_Problem to solve_:
Please continue the passage on steroid hormone analysis from where it stops.

_Given passage_:
Steroid hormones are a group of compounds with a cyclopentane polyhydrophenanthrene structure formed by cholesterol catalyzed by cytochrome P450 enzymes. Steroid hormones are divided into four main groups: progesterone, corticosteroid, estrogen, and androgen. Steroid hormones play an important role in regulating human metabolism, maintaining the stability of the internal environment, growth, development and reproductive behavior.
Steroid hormones are low in content, similar in structure and diverse in living organisms, so accurate quantification of steroid hormones requires a highly sensitive instrument and a method capable of generating accurate results. At present, the main samples for detecting steroid hormones are blood samples, hair, urine, saliva, endometrium, etc.
The establishment of the analytical method includes sample processing and the selection of the analytical method. A good sample pretreatment method can serve to enrich the target components, eliminate or reduce matrix interference, and improve sensitivity, while on the contrary, it can easily introduce errors and prolong the analysis time. In addition, a reasonable analytical method can provide more accurate results for experimental studies and ensure the reliability of the results.
1. Sample processing method
The methods for the analysis of steroid hormones in the blood are divided into direct processing and processing with the help of derivatization. The main methods of direct processing are protein precipitation (PP), liquid-liquid extraction (LLE) and solid-phase extraction (SPE). The derivatization method is mainly used for compounds that are particularly difficult to ionize such as estradiol, estrone and pregnenolone, especially for special clinical samples with high detection requirements.
2. Detection method
Some steroid hormones are present at low levels in the blood and therefore require the use of sensitive assays. The main steroid hormone assays commonly used by Creative Proteomics include the following.

(Records taken from a dataset)
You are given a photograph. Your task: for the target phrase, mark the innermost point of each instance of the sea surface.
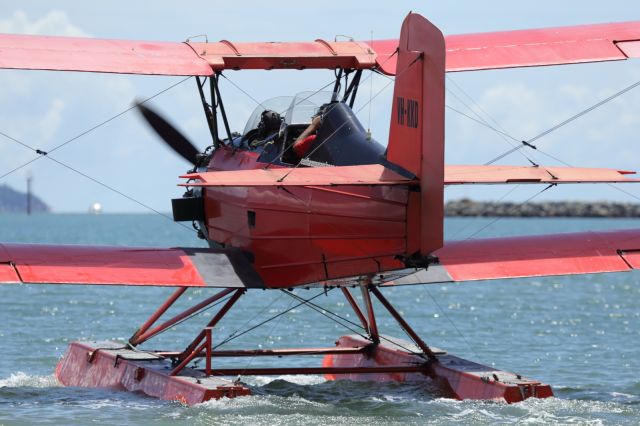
(579, 334)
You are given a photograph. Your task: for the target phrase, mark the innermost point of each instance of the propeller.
(169, 134)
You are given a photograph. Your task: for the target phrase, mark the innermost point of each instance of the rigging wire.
(474, 112)
(324, 311)
(444, 314)
(95, 127)
(529, 142)
(47, 155)
(236, 335)
(319, 308)
(140, 203)
(206, 308)
(514, 207)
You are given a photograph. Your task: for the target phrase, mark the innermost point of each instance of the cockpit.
(338, 137)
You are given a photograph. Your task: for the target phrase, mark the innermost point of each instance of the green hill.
(12, 201)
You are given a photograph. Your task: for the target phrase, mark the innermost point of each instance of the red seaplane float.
(304, 198)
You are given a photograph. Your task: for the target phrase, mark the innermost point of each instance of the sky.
(43, 109)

_Response area_:
HPLC is a non-destructive analytical method commonly used for the qualitative and quantitative analysis of organic compounds with a high boiling point, poor stability and large relative molecular mass. However, its selectivity is poor, sensitivity is low, and the amount of sample is large, so it often fails to meet the detection purpose. For steroid hormones with low content in vivo, HPLC cannot meet the detection requirements, so currently, tandem with mass spectrometry is often used.
GC-MS is characterized by high sensitivity, good selectivity, high energy efficiency and high speed. It can achieve high resolution detection of steroid hormones and provide rapid and reproducible results, so it is widely used for the analysis of steroid hormones.
Since steroid hormones are not volatile, analysis by GC-MS/MS generally requires derivatization, which can increase the volatility and thermal stability of steroid hormones. In special cases, such as the determination of testosterone content in cell culture media and estrogens in wastewater, derivatization is not required. Derivatization reactions change the chemical structure and properties of a substance by altering the functional groups of the compound, which can also significantly enhance the response value of the substance to be measured and achieve higher sensitivity. However, blood samples contain a large number of biological matrices with complex compositions, complicating the GC-MS/MS analysis.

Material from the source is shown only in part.